● TASK TO COMPLETE
Copy the listing below line for line, starting at its first line and ending with the line that has "819L1808 834L1916 844L1983" in it. Add nothing.

────────────────────

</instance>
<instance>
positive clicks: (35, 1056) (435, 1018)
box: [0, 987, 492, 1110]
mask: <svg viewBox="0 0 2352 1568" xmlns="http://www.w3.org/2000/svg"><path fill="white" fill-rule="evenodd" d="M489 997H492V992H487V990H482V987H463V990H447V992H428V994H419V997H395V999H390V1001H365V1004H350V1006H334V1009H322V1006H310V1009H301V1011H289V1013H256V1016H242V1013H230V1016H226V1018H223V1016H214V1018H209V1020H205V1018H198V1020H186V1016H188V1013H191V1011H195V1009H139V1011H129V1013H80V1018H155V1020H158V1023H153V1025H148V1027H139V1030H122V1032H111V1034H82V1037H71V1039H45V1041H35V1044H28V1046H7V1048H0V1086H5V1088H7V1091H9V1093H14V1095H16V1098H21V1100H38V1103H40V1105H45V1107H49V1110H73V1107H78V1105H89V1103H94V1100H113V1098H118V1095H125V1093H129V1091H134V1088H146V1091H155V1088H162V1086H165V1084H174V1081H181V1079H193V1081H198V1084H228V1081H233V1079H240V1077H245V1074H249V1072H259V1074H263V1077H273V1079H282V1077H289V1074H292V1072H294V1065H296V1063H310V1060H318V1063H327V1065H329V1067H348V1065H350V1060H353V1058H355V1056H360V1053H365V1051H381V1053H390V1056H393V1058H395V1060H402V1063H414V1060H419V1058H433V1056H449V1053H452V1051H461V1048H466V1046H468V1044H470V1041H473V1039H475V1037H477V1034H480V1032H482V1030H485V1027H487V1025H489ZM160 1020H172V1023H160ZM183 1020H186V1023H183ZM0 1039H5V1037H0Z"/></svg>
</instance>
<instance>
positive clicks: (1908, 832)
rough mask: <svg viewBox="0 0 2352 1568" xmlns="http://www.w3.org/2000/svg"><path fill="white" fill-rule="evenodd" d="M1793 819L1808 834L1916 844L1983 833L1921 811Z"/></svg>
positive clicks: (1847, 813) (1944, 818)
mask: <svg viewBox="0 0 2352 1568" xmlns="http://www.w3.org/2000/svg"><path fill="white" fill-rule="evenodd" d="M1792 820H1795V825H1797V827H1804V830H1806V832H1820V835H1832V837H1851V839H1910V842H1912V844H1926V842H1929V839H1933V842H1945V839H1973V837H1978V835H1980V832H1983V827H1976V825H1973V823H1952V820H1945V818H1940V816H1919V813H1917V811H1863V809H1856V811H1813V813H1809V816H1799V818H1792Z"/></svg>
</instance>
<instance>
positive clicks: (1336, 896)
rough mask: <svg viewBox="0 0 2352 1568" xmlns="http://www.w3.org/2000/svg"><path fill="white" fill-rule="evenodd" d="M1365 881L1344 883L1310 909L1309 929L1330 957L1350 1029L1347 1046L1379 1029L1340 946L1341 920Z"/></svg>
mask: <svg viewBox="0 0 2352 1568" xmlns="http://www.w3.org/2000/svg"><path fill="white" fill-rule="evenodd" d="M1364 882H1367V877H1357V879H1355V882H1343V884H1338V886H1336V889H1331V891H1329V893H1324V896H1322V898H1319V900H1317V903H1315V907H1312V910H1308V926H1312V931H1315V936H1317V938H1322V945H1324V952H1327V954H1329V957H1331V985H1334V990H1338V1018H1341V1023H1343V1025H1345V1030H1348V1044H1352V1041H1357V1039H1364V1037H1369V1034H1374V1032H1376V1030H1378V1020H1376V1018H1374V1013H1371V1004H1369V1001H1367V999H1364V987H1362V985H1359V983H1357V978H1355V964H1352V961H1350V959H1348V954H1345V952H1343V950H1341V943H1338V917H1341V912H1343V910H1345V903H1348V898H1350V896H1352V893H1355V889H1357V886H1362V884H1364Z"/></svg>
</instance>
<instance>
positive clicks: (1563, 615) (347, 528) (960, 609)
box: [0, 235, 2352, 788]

────────────────────

● EXERCISE SOLUTION
</instance>
<instance>
positive clicks: (35, 1056) (435, 1018)
box: [0, 987, 492, 1110]
mask: <svg viewBox="0 0 2352 1568" xmlns="http://www.w3.org/2000/svg"><path fill="white" fill-rule="evenodd" d="M489 997H492V992H487V990H482V987H463V990H447V992H428V994H419V997H395V999H390V1001H365V1004H350V1006H334V1009H322V1006H310V1009H301V1011H289V1013H256V1016H242V1013H230V1016H226V1018H223V1016H214V1018H209V1020H205V1018H198V1020H186V1016H188V1013H191V1011H195V1009H139V1011H129V1013H80V1018H155V1020H158V1023H153V1025H148V1027H139V1030H122V1032H111V1034H82V1037H71V1039H45V1041H35V1044H28V1046H7V1048H0V1086H5V1088H7V1091H9V1093H14V1095H16V1098H21V1100H38V1103H40V1105H45V1107H49V1110H73V1107H78V1105H89V1103H94V1100H113V1098H118V1095H125V1093H129V1091H134V1088H146V1091H155V1088H162V1086H165V1084H174V1081H181V1079H193V1081H198V1084H228V1081H233V1079H240V1077H245V1074H249V1072H259V1074H263V1077H273V1079H282V1077H289V1074H292V1072H294V1065H296V1063H310V1060H318V1063H327V1065H329V1067H348V1065H350V1060H353V1058H355V1056H360V1053H365V1051H381V1053H390V1056H393V1058H395V1060H402V1063H414V1060H419V1058H433V1056H449V1053H452V1051H461V1048H466V1046H468V1044H470V1041H473V1039H475V1037H477V1034H480V1032H482V1030H485V1027H487V1025H489ZM160 1020H172V1023H160ZM183 1020H186V1023H183ZM0 1039H5V1037H0Z"/></svg>
</instance>
<instance>
positive clicks: (1908, 832)
rough mask: <svg viewBox="0 0 2352 1568" xmlns="http://www.w3.org/2000/svg"><path fill="white" fill-rule="evenodd" d="M1793 819L1808 834L1916 844L1983 833L1921 811Z"/></svg>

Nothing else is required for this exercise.